* **EXCERPTED PASSAGE**
• • • • •

Why attend predatory colleges in the US? - azhenley
https://academia.stackexchange.com/q/64834/746
======
westurner
> _Why would people attend predatory colleges?_

Why would people make an investment with insufficient ROI (Return on
Investment)?

Insufficient information.

College Scorecard [1] is a database with a web interface for finding and
comparing schools according to a number of objective criteria.
CollegeScorecard launched in 2015. It lists "Average Annual Cost", "Graduation
Rate", and "Salary After Attending" on the search results pages. When you
review a detail page for an institution, there are many additional statistics;
things like: "Typical Total Debt After Graduation" and "Typical Monthly Loan
Payment".

The raw data behind CollegeScorecard can be downloaded from [2]. The
"data_dictionary" tab of the "Data Dictionary" spreadsheet describes the data
schema.

[1] [https://collegescorecard.ed.gov](https://collegescorecard.ed.gov)

[2]
[https://collegescorecard.ed.gov/data/](https://collegescorecard.ed.gov/data/)

• • • • •

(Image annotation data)

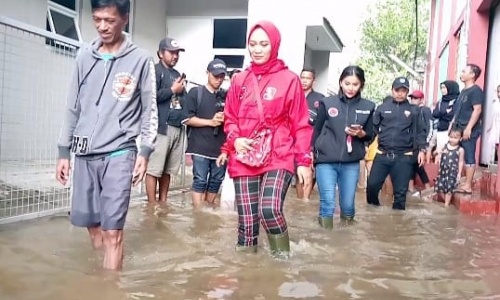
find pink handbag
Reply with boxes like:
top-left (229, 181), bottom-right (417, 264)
top-left (236, 74), bottom-right (273, 168)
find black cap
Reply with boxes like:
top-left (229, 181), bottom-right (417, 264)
top-left (207, 58), bottom-right (227, 76)
top-left (158, 37), bottom-right (186, 52)
top-left (392, 77), bottom-right (410, 90)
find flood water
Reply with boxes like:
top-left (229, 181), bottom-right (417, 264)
top-left (0, 192), bottom-right (500, 300)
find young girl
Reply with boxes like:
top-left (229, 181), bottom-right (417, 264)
top-left (436, 128), bottom-right (464, 207)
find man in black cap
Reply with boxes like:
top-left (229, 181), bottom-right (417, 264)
top-left (183, 59), bottom-right (227, 207)
top-left (366, 77), bottom-right (427, 210)
top-left (146, 37), bottom-right (185, 204)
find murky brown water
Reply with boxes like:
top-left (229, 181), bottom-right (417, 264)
top-left (0, 190), bottom-right (500, 300)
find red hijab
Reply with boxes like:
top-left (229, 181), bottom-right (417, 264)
top-left (248, 21), bottom-right (286, 75)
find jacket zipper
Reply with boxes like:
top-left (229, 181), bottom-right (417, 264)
top-left (340, 100), bottom-right (350, 159)
top-left (391, 103), bottom-right (400, 151)
top-left (89, 60), bottom-right (108, 150)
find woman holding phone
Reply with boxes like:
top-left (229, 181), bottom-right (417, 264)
top-left (313, 66), bottom-right (375, 228)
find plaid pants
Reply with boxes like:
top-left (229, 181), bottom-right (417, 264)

• • • • •

* **PROBLEMS TO WORK ON**
• 1. Can you condense the paragraph of the predatory-colleges thread that begins "College Scorecard [1] is a database" into a short bulleted list that keeps its main facts?
• 2. Can you pick up the predatory-colleges thread after its final line and carry it forward?
These rows have no connection to the predatory-colleges thread.

* **ANSWER SET**
• 1.
- College Scorecard is a database with a web interface for finding and comparing schools by objective criteria.
- It launched in 2015.
- Search results pages show "Average Annual Cost," "Graduation Rate," and "Salary After Attending."
- Each institution's detail page adds more statistics, such as "Typical Total Debt After Graduation" and "Typical Monthly Loan Payment."

• 2.
Khan Academy > "College, careers, and more" [3] may be a helpful supplement
for funding a full-time college admissions counselor in a secondary education
institution

[3] [https://www.khanacademy.org/college-careers-
more](https://www.khanacademy.org/college-careers-more)

(I haven't the time to earn 10 _academia.stackexchange_ points in order to
earn the prestigious opportunity to contribute this answer to such a forum
with threaded comments. In the academic journal system, journals sell
academics' work (i.e. schema.org/ScholarlyArticle PDFs, mobile-compatible
responsive HTML 5, RDFa, JSON-LD structured data) and keep all of the
revenue).

"Because I need money for school! Next question. CPU: College Textbook costs
and CPI: All over time _t_?!"